=== Given text ===
■ ■ ■ ■
# Question about a comment my ex? gf? made



## texasoutlaw82 (Dec 27, 2013)

Ladies,

To shed a little back story on what transpired. 2 weeks ago I scheduled a sit down with a real estate agent to see a few homes that my girlfriend of 3 1/2 years and I are interested in viewing. Last week, my girlfriend informed me that we were going to couple's game night the Friday prior to us meeting the real estate agent. Awesome! I tell her I'm game for it and I go into this having an expectation of not staying out terribly late since we were to meet the agent at 10am the next morning.

Fast forward to game night, we're having a pretty good time. 12pam rolls around and no big deal. 1am rolls around and I'm getting ansi since we have a 30 minute drive to get home. Finally, at 2:30 we're home. Approx. 7 1/2 hours til we're scheduled to meet the agent. We're in bed by 3 am after a disagreement(I just passed out - I was not drinking.) 

8:30am rolls around and she comes out of the bedroom and asks me what we're going to do. I told her I do not know at this point because none of the kids are awake and she's not doing anything to start the day. 9:00am rolls around and I find her asleep in the bed. I nudge her and ask her if she wants me to call this lady to cancel the appt. She didn't say anything and rolled over. I left it alone and at 9:10am I called the agent and cancelled, citing some personal issues that arose.

(I don't know if it's a pattern but this is not the first time we've got into a fight prior to seeing homes.) Is it possible, she's fighting that notion of moving forward? Just a thought.

Well, she comes from the bedroom again and asks me whats wrong while I'm standing in the kitchen. I informed her, in a very loud voice, that I was pissed because I had to lie to this lady about some personal problem that's preventing us from going. I told my GF I was upset because I do not like wasting people's time and energy for me if I'm not going to follow through on my end. I yelled this at her. There is no denying that. She walked away, packed up and left to her house.

One issue I have with her walking away from me is that I feel like there's a double standard. That double standard being that I'm not allowed to walk away(I could cite a time about 2 months prior to this when I did try walking away from an abusive conversation only to be told not to ever return if I leave.) So already, I find myself in a tough position. 

The other issue I also have is that after a few heated conversations and normal conversations, the last words her and i have shared have been reduced to me asking her, "Are you giving up on trying with me?" 

This question followed when I told her to call and set up a counseling session. She informed me that she really didn't want to do that. In the past, we've booked sessions but either forgot or did not make it a priority to go. Both guilty parties here. We've managed to make it to one session in which I spoke about 95% of the time and I again went back by myself in hopes of gaining more help/insight. She has never been back.

To which she responds, " Yes, because I love you."
■ ■ ■ ■
=== Your task ===
Answer these questions using the forum post above:
1. What time was the meeting with the real estate agent set for?
2. At what time did the writer call the agent to cancel?
3. About what share of the time did the writer speak in the one counseling session they both attended?

=== Data lines ===
■ ■ ■ ■
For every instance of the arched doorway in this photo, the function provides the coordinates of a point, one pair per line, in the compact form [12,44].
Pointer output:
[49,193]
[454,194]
■ ■ ■ ■
=== Exercise response ===
1. 10am
2. 9:10am
3. About 95%